▸ Excerpt:
------------------------------------------------------------

Personal information
- Full name: Frank Robison Kerr
- Date of birth: 5 April 1889
- Place of birth: Hawthorn, Victoria
- Date of death: 3 May 1977 (aged 88)
- Place of death: Kew, Victoria

Playing career^{1}
- Years: Club / Games (Goals)
- 1909–11, 1913: University / 40 (10)
- ^{1} Playing statistics correct to the end of 1913.

= Frank Kerr (footballer) =

Australian rules footballer

Captain Frank Robison Kerr DSO (5 April 1889 – 3 May 1977) was an Australian rules footballer who played with University in the Victorian Football League (VFL).

An all-round sportsman, Kerr was awarded a Triple Blue at Melbourne University for athletics, cricket and football. In addition to his 40 senior games in the VFL, he also played pennant cricket for four seasons and captained the Melbourne University Athletics Club.

Kerr, who graduated from Melbourne University with a medical degree, was the Victorian selected to be a Rhodes Scholar in 1913. Retired from football, Kerr moved to England and continued his studies at University College.

------------------------------------------------------------

▸ Supplied material:
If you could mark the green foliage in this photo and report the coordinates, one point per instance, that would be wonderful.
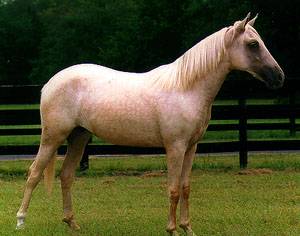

------------------------------------------------------------

▸ Problem set:
a) Answer these questions from the Frank Kerr excerpt:
(i) In what place was Kerr born?
(ii) For which three sports did he receive a Triple Blue at Melbourne University?
(iii) In what year was he selected as a Rhodes Scholar?
b) Pick up the Frank Kerr excerpt after its final sentence and write on from there.

▸ Answers to the problems:
a)
(i) Hawthorn, Victoria
(ii) Athletics, cricket and football
(iii) 1913

b)
His academic career was interrupted by World War I, during which he spent time in France with Britain's Royal Army Medical Corps. In 1915 he was awarded the Distinguished Service Order (DSO) for showing "conspicuous gallantry and splendid devotion to duty" during fighting in Givenchy, when he twice crawled under the parapet to bring in wounded soldiers, while under fire from the Germans who were within 70 yards.

Kerr completed his studies when he returned to England and practised medicine for three years.

Back in Melbourne, Kerr was appointed Commonwealth Medical Officer in 1925.